-- Start Raw data --

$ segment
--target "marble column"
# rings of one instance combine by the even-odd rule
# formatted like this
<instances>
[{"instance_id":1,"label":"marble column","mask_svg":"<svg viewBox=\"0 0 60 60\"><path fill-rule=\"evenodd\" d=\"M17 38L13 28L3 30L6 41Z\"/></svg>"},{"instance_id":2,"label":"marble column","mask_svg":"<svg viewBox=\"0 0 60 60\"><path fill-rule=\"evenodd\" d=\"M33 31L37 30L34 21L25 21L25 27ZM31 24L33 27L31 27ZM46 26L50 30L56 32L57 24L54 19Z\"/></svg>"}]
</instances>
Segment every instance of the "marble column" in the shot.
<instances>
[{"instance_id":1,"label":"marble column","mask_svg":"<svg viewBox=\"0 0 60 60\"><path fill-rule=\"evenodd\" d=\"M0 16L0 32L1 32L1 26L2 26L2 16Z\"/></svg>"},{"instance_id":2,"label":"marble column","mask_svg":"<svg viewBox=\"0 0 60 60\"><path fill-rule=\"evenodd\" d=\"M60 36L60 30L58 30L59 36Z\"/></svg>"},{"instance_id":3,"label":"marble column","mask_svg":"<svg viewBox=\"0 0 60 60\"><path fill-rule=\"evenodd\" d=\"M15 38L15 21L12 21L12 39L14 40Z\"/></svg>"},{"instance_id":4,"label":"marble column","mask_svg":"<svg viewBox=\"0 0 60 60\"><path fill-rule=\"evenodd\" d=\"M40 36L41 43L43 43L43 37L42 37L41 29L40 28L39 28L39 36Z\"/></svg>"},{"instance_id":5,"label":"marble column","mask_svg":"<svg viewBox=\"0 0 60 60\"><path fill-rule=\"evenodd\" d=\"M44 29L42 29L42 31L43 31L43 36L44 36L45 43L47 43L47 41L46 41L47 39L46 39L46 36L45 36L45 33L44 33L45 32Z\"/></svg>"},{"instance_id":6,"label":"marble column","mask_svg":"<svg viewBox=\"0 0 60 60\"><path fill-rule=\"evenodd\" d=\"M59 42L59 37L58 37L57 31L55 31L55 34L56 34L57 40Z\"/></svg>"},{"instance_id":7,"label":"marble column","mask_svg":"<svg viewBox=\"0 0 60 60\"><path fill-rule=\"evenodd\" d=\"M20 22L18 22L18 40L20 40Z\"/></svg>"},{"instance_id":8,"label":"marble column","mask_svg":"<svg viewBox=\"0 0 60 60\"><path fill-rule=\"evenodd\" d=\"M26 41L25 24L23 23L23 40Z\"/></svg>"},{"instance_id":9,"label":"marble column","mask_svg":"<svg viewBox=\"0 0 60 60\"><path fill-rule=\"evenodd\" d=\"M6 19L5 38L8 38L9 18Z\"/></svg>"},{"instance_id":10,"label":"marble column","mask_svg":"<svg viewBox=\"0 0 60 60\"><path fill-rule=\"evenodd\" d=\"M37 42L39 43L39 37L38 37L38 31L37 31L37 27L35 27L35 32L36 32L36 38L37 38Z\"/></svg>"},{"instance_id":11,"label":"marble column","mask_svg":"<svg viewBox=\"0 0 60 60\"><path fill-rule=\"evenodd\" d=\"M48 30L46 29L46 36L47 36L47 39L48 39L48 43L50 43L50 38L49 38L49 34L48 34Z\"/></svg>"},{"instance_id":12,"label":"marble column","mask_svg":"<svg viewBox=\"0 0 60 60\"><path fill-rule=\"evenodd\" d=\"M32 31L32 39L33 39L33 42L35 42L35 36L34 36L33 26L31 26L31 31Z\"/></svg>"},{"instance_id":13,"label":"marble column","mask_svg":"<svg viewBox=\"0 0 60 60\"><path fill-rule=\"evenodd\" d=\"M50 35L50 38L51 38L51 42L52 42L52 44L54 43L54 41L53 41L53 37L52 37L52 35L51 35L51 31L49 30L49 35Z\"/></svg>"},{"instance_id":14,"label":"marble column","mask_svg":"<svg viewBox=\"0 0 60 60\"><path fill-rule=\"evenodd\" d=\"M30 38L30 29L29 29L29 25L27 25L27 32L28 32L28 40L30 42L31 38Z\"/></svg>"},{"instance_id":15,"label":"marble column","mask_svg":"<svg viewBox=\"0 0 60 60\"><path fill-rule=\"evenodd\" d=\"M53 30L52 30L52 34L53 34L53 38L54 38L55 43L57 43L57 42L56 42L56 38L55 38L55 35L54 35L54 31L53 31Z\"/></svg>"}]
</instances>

-- End Raw data --

Problem statement: Reproduce the rows from the first line through the line holding "Segment every instance", inclusive, substituting "stone pillar" for every occurrence of "marble column" and changing nothing else.

Complete answer:
$ segment
--target "stone pillar"
# rings of one instance combine by the even-odd rule
# formatted like this
<instances>
[{"instance_id":1,"label":"stone pillar","mask_svg":"<svg viewBox=\"0 0 60 60\"><path fill-rule=\"evenodd\" d=\"M17 38L13 28L3 30L6 41Z\"/></svg>"},{"instance_id":2,"label":"stone pillar","mask_svg":"<svg viewBox=\"0 0 60 60\"><path fill-rule=\"evenodd\" d=\"M33 31L37 30L34 21L25 21L25 27ZM31 24L33 27L31 27ZM46 26L50 30L56 32L57 24L54 19Z\"/></svg>"}]
</instances>
Segment every instance of the "stone pillar" in the shot.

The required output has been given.